Records for the task -
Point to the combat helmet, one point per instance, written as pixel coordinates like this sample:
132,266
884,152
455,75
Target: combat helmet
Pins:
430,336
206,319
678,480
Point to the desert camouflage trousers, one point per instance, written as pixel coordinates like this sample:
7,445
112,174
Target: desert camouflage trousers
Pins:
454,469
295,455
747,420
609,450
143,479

==

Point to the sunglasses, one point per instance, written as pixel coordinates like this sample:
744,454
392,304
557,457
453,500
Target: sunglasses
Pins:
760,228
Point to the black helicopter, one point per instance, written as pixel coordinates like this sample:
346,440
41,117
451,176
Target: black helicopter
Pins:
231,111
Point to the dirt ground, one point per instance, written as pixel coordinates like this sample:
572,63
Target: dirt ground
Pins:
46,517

==

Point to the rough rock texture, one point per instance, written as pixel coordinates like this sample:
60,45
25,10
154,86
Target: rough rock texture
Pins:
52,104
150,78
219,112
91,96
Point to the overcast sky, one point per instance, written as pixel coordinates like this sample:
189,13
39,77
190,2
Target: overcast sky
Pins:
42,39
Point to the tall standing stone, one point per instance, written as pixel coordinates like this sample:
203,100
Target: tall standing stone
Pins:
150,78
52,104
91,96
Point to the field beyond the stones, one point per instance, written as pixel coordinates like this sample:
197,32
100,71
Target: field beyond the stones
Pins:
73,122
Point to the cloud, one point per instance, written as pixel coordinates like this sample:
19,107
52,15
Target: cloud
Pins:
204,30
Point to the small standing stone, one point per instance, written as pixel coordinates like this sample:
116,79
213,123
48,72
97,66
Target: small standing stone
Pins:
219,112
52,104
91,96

Task details -
Which lines in the records above contain the string "written"? Copy out each of those lines, and treat uppercase and lowercase letters as different.

Exercise output -
Point to the combat helmet, one point per instance, written as pixel coordinates like this sample:
Point to the desert camouflage trousers, one point per instance, written as pixel coordinates like this sample:
Point to the sunglasses, one point per instance, written as pixel coordinates like this sample:
Point to the black helicopter, one point per instance, written as pixel coordinates like this sample:
Point to the dirt ground, one point per instance, written as pixel coordinates like this sample:
Point to the rough rock texture, one point per instance, written as pixel coordinates like this sample:
Point to the overcast sky, one point per instance, written as pixel coordinates like this sample:
Point to the tall standing stone, one point per instance, written as pixel coordinates like this sample:
Point to the field beyond the stones, one point per instance, written as pixel coordinates like this sample:
Point to the cloud, one point per instance, written as pixel coordinates like this sample:
Point to the small standing stone, one point per instance, written as pixel coordinates like this sample:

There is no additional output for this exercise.